Roseomonas rosea

Scientific classification
- Domain: Bacteria
- Kingdom: Pseudomonadati
- Phylum: Pseudomonadota
- Class: Alphaproteobacteria
- Order: Rhodospirillales
- Family: Acetobacteraceae
- Genus: Roseomonas
- Species: R. rosea
- Binomial name: Roseomonas rosea Sanchez-Porro 2009

= Roseomonas rosea =

- Authority: Sanchez-Porro 2009

Species of bacterium

Roseomonas rosea (formerly Muricoccus roseus) is a species of Gram negative, strictly aerobic, coccobacilli-shaped, pink-colored bacteria. It was first isolated from a children's day care center in 1995. Further work on the isolate led to the proposal of a new genus and species, Muricoccus roseus in 2003. Further work on M. roseus found that the species belonged in the genus Roseomonas, and also led to Teichococcus ludipueritiae being reclassified as Roseomonas ludipueritiae in 2009. The new name for the species is Roseomonas rosea. The species name is derived from Latin rosea (pink), referring to the pink color the bacterial colonies will form, which is also a present in most Roseomonas species.

The optimum growth temperature for R. rosea is 30 °C, but can grow in the 15-45 °C range.

[Entries from a data source]
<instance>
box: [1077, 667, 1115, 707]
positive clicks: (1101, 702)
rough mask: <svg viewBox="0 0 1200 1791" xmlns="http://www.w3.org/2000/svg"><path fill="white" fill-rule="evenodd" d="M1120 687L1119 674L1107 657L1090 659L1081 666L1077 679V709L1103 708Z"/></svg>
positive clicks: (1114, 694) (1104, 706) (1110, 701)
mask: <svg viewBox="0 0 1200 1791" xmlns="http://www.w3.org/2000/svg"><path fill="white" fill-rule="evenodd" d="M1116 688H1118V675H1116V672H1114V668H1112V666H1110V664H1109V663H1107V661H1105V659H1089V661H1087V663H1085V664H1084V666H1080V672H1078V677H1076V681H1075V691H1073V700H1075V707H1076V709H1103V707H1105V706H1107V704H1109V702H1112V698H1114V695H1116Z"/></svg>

**Problem set:**
**A.** Decide whether each statement agrees with the Roseomonas rosea text, and support each yes or no by quoting the deciding words: (i) The organism was first isolated from a children's day care center in 1995. (ii) The optimum growth temperature for the species is 37 °C. (iii) The genus and species Muricoccus roseus were proposed in 2003.
**B.** Name every taxonomic rank in the scientific classification of the Roseomonas rosea text, along with the taxon it assigns to that rank.
**C.** Transcribe the Roseomonas rosea text from "Roseomonas rosea (formerly" up to and including "15-45 °C range.".
The entries have no connection to the Roseomonas rosea text.

**Solution list:**
**A.**
(i) Yes: "It was first isolated from a children's day care center in 1995."
(ii) No: "The optimum growth temperature for R. rosea is 30 °C"
(iii) Yes: "led to the proposal of a new genus and species, Muricoccus roseus in 2003"

**B.**
- Domain: Bacteria
- Kingdom: Pseudomonadati
- Phylum: Pseudomonadota
- Class: Alphaproteobacteria
- Order: Rhodospirillales
- Family: Acetobacteraceae
- Genus: Roseomonas
- Species: R. rosea

**C.**
Roseomonas rosea (formerly Muricoccus roseus) is a species of Gram negative, strictly aerobic, coccobacilli-shaped, pink-colored bacteria. It was first isolated from a children's day care center in 1995. Further work on the isolate led to the proposal of a new genus and species, Muricoccus roseus in 2003. Further work on M. roseus found that the species belonged in the genus Roseomonas, and also led to Teichococcus ludipueritiae being reclassified as Roseomonas ludipueritiae in 2009. The new name for the species is Roseomonas rosea. The species name is derived from Latin rosea (pink), referring to the pink color the bacterial colonies will form, which is also a present in most Roseomonas species.

The optimum growth temperature for R. rosea is 30 °C, but can grow in the 15-45 °C range.